**Coordinate annotation listing**:

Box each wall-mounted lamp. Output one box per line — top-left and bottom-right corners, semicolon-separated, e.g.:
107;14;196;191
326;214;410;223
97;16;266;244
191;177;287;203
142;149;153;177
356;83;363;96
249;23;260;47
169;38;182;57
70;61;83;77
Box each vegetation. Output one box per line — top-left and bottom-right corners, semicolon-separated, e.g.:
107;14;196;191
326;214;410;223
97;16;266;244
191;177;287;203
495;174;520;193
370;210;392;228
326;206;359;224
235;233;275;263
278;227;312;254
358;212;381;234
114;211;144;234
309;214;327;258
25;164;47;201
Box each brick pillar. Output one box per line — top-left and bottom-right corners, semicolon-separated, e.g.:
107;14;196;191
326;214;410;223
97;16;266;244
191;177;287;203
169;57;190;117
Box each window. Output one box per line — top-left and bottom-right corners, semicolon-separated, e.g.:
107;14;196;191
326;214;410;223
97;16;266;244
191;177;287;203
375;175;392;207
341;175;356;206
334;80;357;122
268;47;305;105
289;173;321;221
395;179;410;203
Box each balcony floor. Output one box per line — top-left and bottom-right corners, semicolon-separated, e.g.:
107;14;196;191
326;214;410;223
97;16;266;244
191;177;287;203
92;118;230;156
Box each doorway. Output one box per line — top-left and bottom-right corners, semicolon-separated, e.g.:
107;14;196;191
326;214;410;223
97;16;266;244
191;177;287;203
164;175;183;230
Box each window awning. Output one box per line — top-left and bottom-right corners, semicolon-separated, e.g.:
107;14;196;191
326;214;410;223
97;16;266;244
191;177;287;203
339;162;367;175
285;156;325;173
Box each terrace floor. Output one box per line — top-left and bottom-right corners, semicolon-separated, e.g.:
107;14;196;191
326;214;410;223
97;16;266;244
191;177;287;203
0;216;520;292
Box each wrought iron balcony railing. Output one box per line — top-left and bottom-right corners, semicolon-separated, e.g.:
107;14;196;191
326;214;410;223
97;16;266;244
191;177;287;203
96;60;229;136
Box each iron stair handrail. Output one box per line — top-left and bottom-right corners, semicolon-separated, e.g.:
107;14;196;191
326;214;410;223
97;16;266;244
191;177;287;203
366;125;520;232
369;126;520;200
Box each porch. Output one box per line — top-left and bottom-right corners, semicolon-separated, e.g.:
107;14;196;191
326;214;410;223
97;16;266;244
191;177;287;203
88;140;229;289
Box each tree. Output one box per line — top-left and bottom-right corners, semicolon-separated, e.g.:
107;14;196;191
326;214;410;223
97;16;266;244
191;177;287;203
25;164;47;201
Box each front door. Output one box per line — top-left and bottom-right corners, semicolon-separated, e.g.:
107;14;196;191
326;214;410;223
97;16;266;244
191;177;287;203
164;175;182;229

**Exercise directions**:
Rewrite the listing above with "semicolon-separated" replaced by "comma-separated" everywhere it occurs, leaving everything else unchanged.

**Reply to the task**:
Box each wall-mounted lamp. Output one box per line — top-left and bottom-right corners, comma-separated, e.g.:
107;14;196;191
326;214;410;223
97;16;266;244
191;177;287;203
142;149;153;177
356;83;363;96
249;23;260;47
169;38;182;57
70;61;83;77
Box each vegetation. Output one box per line — top-left and bottom-right corners, comma-separated, e.g.:
107;14;196;191
326;214;410;223
97;16;266;244
191;177;287;203
495;174;520;193
370;210;392;228
326;206;359;224
235;233;275;263
278;227;312;254
358;212;381;234
114;211;144;234
309;214;327;258
25;164;47;201
Box each brick pillar. Output one box per line — top-left and bottom-right corners, comma-separated, e.g.:
107;14;196;191
326;214;410;223
97;16;266;244
191;177;287;203
169;57;190;117
Box each window. Output one box per line — top-left and bottom-right corners, comma-separated, e.g.:
107;14;196;191
326;214;410;223
97;16;266;244
191;177;287;203
375;175;392;207
341;175;356;206
334;80;357;122
268;47;305;105
289;173;321;221
395;179;410;203
Box each balcony floor. Output one box per line — top-left and bottom-right corners, comma-separated, e.g.:
107;14;196;191
326;214;410;223
97;16;266;244
191;177;287;203
92;118;230;156
Box each doorway. Output one box per line — top-left and bottom-right corners, comma-separated, e.g.:
107;14;196;191
326;214;410;223
97;16;266;244
191;177;287;203
164;175;183;230
Box each window awning. Output one box per line — top-left and bottom-right corners, comma-separated, e.g.:
107;14;196;191
326;214;410;223
97;16;266;244
191;177;287;203
339;162;367;175
285;156;325;173
Box each terrace floor. Output one box per line — top-left and bottom-right corners, comma-separated, e.g.:
107;14;196;191
326;214;410;223
97;16;266;244
191;177;287;203
0;216;520;292
Box each wrought iron balcony railing. Output one box per line — top-left and bottom-right corners, comma-separated, e.g.:
107;14;196;191
326;214;410;223
97;16;266;244
191;177;287;203
96;60;229;136
Box each iron stair handrail. Output one box per line — top-left and bottom-right corners, comma-separated, e.g.:
107;14;196;191
326;214;410;223
97;16;266;244
191;177;287;203
366;125;520;232
369;126;520;200
Box each porch. Output one box per line — top-left and bottom-right corners, comma-separated, e.g.:
107;14;196;191
326;214;410;223
97;16;266;244
191;177;287;203
88;140;229;289
Box each tree. Output one box per line — top-left and bottom-right corners, comma-separated, e.g.:
107;14;196;191
326;214;410;223
97;16;266;244
191;177;287;203
25;164;47;201
Box each front door. Output one box per line — top-left and bottom-right corners, comma-separated, e.g.:
107;14;196;191
326;214;410;223
97;16;266;244
191;177;287;203
164;175;182;229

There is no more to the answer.